[Activity]
The expected answer is the set of lines in the data below between the line holding "Target: sky" and the line holding "of the power", inclusive, written out exactly.

(Data records)
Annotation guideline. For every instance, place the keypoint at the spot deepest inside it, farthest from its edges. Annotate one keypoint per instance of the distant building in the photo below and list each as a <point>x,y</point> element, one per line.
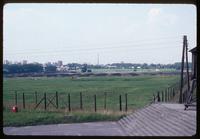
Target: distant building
<point>24,62</point>
<point>60,63</point>
<point>7,62</point>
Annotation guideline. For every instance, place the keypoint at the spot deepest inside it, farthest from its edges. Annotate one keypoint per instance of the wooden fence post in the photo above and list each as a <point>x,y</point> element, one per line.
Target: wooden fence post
<point>81,101</point>
<point>45,101</point>
<point>120,102</point>
<point>36,97</point>
<point>69,106</point>
<point>56,100</point>
<point>15,97</point>
<point>126,106</point>
<point>166,95</point>
<point>158,95</point>
<point>95,103</point>
<point>23,101</point>
<point>105,95</point>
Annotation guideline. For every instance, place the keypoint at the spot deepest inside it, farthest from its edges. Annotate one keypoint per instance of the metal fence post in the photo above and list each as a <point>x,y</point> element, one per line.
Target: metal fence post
<point>15,97</point>
<point>69,107</point>
<point>56,100</point>
<point>105,95</point>
<point>45,101</point>
<point>95,103</point>
<point>126,106</point>
<point>36,97</point>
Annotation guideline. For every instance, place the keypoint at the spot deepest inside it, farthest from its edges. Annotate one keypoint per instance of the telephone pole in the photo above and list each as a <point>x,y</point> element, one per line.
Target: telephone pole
<point>98,59</point>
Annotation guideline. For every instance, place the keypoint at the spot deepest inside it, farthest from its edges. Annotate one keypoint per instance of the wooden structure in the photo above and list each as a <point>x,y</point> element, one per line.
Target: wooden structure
<point>194,62</point>
<point>190,99</point>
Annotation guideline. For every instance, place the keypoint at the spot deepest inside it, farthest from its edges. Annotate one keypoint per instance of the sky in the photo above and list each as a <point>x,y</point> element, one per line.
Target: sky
<point>98,33</point>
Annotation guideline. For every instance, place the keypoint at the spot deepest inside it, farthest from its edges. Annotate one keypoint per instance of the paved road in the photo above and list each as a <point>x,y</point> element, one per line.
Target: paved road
<point>79,129</point>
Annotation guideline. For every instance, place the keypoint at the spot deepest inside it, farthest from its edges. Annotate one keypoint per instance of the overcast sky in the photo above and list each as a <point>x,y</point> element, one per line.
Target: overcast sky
<point>135,33</point>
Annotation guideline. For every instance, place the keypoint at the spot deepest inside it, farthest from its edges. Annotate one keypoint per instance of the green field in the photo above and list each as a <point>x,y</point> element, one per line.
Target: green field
<point>139,89</point>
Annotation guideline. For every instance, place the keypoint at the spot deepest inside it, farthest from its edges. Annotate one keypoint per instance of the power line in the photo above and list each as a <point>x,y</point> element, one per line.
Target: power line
<point>116,43</point>
<point>105,50</point>
<point>99,48</point>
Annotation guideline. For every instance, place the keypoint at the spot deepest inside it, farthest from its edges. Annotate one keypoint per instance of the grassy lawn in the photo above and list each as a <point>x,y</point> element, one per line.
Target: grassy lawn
<point>139,90</point>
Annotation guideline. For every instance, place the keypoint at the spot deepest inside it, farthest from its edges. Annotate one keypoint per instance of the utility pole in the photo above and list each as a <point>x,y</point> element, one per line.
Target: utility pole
<point>98,59</point>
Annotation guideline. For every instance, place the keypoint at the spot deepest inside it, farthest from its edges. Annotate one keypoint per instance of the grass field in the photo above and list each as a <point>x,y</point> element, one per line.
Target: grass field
<point>139,89</point>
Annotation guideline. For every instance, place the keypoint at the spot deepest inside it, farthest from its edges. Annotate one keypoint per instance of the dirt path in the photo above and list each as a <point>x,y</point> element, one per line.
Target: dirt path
<point>79,129</point>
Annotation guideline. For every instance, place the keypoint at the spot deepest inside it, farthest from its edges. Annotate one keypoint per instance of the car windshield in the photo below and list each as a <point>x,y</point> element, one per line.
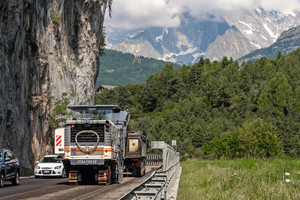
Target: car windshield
<point>50,160</point>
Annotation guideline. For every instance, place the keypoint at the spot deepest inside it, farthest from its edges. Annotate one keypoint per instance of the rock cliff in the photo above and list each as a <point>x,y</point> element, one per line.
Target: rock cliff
<point>47,47</point>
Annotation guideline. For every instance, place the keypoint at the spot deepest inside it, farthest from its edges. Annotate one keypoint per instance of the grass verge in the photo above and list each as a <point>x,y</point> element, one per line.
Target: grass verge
<point>240,179</point>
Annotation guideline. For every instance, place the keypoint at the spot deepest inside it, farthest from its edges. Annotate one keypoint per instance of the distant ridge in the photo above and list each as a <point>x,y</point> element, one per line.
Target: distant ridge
<point>286,44</point>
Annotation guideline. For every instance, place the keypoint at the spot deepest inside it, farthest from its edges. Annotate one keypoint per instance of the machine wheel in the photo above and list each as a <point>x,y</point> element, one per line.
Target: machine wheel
<point>2,179</point>
<point>64,174</point>
<point>16,180</point>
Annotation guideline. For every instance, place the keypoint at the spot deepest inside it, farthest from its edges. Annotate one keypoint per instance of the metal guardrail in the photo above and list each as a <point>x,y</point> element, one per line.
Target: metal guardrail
<point>154,159</point>
<point>159,184</point>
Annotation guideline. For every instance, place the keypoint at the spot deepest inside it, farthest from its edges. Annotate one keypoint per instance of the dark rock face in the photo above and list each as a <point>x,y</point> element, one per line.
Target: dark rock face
<point>47,47</point>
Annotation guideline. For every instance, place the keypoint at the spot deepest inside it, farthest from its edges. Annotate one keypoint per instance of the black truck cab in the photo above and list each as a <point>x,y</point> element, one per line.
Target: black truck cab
<point>9,167</point>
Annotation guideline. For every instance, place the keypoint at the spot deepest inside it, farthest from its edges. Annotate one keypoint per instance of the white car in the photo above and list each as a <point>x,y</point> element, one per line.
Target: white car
<point>50,165</point>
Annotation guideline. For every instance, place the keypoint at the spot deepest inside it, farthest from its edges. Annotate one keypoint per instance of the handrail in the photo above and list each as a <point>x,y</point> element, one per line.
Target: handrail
<point>159,184</point>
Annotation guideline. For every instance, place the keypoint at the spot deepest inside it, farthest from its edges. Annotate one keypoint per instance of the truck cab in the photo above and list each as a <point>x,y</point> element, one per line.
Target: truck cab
<point>135,157</point>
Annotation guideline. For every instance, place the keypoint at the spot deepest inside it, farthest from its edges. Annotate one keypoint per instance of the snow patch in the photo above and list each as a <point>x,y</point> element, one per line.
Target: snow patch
<point>258,10</point>
<point>248,32</point>
<point>108,46</point>
<point>271,33</point>
<point>159,38</point>
<point>290,13</point>
<point>263,37</point>
<point>134,35</point>
<point>162,35</point>
<point>197,55</point>
<point>255,45</point>
<point>168,57</point>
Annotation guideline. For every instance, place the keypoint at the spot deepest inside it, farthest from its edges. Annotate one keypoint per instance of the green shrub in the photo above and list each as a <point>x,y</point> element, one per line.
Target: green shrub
<point>257,139</point>
<point>55,17</point>
<point>60,112</point>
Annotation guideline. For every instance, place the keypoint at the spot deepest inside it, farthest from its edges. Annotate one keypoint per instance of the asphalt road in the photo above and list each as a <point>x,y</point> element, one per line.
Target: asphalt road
<point>59,188</point>
<point>31,184</point>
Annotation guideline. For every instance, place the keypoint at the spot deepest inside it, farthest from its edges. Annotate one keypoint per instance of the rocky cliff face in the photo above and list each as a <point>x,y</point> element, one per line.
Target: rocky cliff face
<point>47,47</point>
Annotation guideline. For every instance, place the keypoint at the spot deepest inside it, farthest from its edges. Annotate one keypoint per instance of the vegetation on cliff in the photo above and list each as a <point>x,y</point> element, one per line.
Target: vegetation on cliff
<point>210,102</point>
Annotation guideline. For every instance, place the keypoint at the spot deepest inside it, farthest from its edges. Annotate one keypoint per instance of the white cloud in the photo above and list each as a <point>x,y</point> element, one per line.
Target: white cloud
<point>130,14</point>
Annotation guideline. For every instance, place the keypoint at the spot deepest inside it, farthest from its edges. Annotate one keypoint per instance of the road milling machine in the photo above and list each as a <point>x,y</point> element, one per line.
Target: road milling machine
<point>93,143</point>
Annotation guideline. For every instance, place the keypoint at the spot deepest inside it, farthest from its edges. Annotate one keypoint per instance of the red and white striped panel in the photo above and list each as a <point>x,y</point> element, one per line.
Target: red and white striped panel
<point>58,140</point>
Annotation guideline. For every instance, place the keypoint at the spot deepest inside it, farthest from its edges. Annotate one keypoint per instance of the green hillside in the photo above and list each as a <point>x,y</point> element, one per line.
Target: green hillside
<point>117,68</point>
<point>219,108</point>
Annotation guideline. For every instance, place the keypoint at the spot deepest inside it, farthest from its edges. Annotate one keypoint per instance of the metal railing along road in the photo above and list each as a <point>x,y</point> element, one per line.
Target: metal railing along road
<point>154,159</point>
<point>159,184</point>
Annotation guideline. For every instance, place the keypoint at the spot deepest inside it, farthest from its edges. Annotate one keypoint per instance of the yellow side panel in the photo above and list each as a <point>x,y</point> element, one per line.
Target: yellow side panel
<point>133,145</point>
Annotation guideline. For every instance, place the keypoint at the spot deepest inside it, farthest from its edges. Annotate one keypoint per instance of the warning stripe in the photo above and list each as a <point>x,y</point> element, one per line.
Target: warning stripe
<point>58,138</point>
<point>58,143</point>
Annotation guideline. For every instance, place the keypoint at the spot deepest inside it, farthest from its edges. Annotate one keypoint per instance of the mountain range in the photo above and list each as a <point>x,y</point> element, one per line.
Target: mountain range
<point>287,42</point>
<point>194,38</point>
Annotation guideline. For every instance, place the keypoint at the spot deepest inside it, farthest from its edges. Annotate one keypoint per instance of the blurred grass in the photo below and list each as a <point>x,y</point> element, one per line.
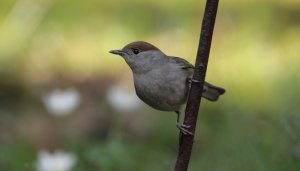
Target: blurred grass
<point>254,56</point>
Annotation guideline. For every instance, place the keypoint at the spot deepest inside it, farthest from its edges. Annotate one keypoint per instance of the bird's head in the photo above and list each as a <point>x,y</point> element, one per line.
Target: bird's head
<point>141,56</point>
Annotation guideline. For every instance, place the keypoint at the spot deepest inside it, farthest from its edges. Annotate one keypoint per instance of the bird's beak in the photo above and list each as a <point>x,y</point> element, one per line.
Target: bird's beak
<point>118,52</point>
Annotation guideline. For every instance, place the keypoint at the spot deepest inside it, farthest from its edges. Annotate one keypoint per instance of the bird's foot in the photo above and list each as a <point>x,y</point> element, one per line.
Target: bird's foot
<point>191,80</point>
<point>183,129</point>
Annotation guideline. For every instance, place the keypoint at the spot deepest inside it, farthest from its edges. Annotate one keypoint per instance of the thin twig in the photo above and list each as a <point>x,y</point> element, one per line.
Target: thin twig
<point>194,99</point>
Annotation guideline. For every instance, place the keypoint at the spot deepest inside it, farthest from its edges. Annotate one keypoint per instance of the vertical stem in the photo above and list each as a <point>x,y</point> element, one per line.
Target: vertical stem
<point>194,99</point>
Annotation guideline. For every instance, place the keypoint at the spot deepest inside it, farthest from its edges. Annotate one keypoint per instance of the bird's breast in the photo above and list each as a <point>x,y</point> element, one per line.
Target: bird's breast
<point>161,89</point>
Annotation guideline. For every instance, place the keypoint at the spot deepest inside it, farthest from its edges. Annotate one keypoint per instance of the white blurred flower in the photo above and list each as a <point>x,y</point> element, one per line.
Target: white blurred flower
<point>58,161</point>
<point>62,102</point>
<point>121,99</point>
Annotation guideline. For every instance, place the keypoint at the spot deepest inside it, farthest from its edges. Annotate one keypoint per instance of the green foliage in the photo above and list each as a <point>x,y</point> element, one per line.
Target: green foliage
<point>254,55</point>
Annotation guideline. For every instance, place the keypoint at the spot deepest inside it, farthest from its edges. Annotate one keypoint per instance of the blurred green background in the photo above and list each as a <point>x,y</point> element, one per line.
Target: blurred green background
<point>60,48</point>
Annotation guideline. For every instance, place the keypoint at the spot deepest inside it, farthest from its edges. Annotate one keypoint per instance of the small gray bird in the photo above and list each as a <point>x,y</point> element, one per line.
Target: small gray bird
<point>162,81</point>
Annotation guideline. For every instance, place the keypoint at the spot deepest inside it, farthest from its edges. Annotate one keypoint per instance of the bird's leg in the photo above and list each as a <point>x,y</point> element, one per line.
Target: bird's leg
<point>191,80</point>
<point>183,128</point>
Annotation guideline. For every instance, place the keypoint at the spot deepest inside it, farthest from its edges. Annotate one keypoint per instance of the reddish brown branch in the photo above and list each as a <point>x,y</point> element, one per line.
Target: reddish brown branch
<point>194,99</point>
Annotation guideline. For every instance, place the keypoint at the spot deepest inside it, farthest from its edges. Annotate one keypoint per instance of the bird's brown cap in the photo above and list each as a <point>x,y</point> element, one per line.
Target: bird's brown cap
<point>140,45</point>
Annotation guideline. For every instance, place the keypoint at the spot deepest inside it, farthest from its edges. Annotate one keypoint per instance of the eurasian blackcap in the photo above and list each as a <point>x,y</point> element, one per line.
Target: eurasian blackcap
<point>162,81</point>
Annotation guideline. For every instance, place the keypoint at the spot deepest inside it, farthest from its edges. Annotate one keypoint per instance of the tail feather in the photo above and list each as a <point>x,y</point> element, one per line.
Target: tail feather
<point>211,92</point>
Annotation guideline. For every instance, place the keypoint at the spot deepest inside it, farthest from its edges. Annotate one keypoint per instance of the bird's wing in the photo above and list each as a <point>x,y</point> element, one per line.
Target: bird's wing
<point>182,62</point>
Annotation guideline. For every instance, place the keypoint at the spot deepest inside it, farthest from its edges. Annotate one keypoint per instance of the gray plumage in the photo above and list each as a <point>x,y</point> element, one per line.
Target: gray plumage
<point>162,81</point>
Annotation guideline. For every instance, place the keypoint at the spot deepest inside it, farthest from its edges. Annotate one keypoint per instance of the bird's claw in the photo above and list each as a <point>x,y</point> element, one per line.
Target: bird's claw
<point>183,129</point>
<point>191,80</point>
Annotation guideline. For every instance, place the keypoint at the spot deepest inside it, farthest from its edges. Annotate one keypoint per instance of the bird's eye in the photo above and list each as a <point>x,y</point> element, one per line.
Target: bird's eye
<point>135,51</point>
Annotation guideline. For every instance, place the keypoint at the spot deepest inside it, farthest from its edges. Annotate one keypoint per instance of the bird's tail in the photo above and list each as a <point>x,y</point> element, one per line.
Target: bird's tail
<point>211,92</point>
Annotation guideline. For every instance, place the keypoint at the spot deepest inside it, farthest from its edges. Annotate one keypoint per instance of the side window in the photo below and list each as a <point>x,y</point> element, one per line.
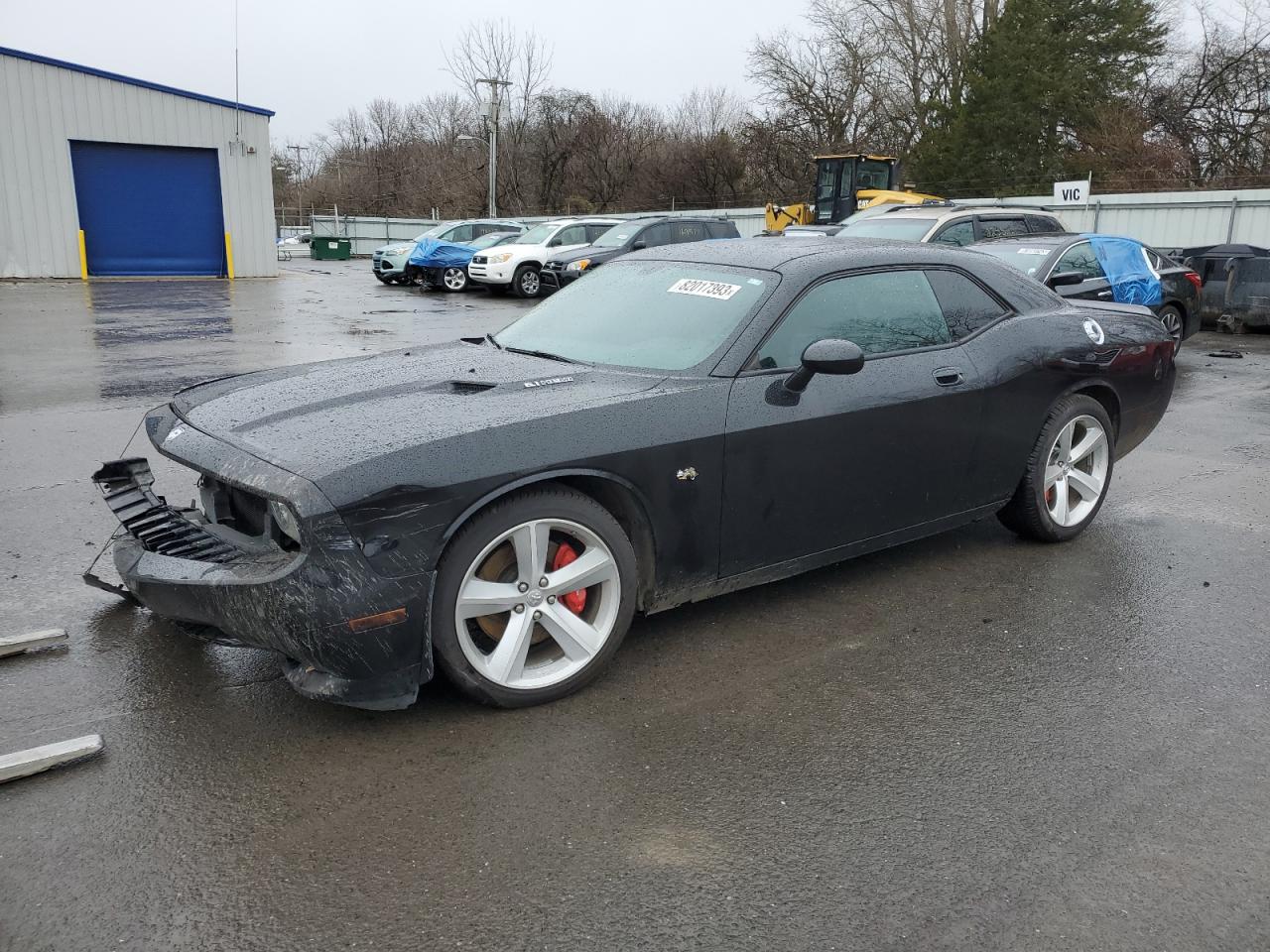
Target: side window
<point>1080,258</point>
<point>881,312</point>
<point>966,306</point>
<point>957,234</point>
<point>572,235</point>
<point>1043,225</point>
<point>656,235</point>
<point>684,231</point>
<point>1002,227</point>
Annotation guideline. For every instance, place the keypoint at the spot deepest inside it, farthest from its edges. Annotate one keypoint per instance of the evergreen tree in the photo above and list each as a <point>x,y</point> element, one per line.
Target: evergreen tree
<point>1037,77</point>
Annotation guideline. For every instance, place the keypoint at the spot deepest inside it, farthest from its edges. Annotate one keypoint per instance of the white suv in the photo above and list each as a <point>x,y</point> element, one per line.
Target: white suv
<point>517,266</point>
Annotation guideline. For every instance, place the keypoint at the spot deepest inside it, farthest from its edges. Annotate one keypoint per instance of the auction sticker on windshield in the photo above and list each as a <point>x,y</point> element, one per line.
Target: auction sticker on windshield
<point>717,290</point>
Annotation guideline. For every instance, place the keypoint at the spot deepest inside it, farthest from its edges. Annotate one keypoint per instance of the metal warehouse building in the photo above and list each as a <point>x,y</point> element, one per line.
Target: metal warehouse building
<point>107,176</point>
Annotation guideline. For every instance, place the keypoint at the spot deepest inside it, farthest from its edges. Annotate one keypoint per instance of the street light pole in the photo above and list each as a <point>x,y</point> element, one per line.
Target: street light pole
<point>495,95</point>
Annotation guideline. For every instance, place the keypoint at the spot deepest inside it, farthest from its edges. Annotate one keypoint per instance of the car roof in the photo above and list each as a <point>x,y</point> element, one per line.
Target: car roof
<point>770,253</point>
<point>942,211</point>
<point>1048,238</point>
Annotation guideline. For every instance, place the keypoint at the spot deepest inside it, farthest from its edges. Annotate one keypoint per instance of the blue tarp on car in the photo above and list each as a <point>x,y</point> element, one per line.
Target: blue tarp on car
<point>1124,262</point>
<point>432,253</point>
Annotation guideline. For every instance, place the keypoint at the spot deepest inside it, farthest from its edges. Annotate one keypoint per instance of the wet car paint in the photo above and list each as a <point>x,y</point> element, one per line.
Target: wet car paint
<point>966,743</point>
<point>390,454</point>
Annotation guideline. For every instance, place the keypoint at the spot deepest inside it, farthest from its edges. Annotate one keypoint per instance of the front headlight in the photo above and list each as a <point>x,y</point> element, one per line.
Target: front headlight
<point>286,521</point>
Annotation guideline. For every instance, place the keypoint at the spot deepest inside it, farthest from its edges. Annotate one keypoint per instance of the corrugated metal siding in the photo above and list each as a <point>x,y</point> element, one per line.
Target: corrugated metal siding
<point>44,107</point>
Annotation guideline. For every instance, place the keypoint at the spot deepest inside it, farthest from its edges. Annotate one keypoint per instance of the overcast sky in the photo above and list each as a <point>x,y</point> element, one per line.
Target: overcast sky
<point>310,60</point>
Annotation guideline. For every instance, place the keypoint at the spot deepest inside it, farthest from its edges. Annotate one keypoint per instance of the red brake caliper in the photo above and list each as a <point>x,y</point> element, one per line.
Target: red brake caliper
<point>572,601</point>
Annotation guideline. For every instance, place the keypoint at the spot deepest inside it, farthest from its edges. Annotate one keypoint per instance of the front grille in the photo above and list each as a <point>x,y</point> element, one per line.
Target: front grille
<point>126,485</point>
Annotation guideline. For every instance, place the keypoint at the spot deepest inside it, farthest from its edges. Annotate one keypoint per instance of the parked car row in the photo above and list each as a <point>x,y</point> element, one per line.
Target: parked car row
<point>1035,241</point>
<point>506,255</point>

[Output of the exercise]
Target: sky
<point>98,33</point>
Annotation guideline. For every instance, place the keypoint at the spot deepest inside it, farthest from its edges. Annotate one keypoint per instance of the paved road in the photo above and list each as a <point>x,y</point> element, one per line.
Target: paved road
<point>79,129</point>
Annotation guideline. For every instance, place the keypoint at the spot deepest inside it, farthest from its edges. Annotate one keypoint per instance of the overcast sky in the photo above and list each as a <point>x,y</point> element, one per line.
Target: overcast sky
<point>135,33</point>
Annotation guideline. For every instance, place the keypoint at the spot deepest inside it, farthest from its edges. Annotate one keypoint per instance of the green field in the photo above and list each as a <point>x,y</point> element, one per line.
Target: green field
<point>139,89</point>
Annotation guideline. For every instance, place the keypoint at the spot deepest inside it, farthest from its edges. Annotate one keypoint per instance of the power line in the photo above and list each as a <point>x,y</point> element, one per line.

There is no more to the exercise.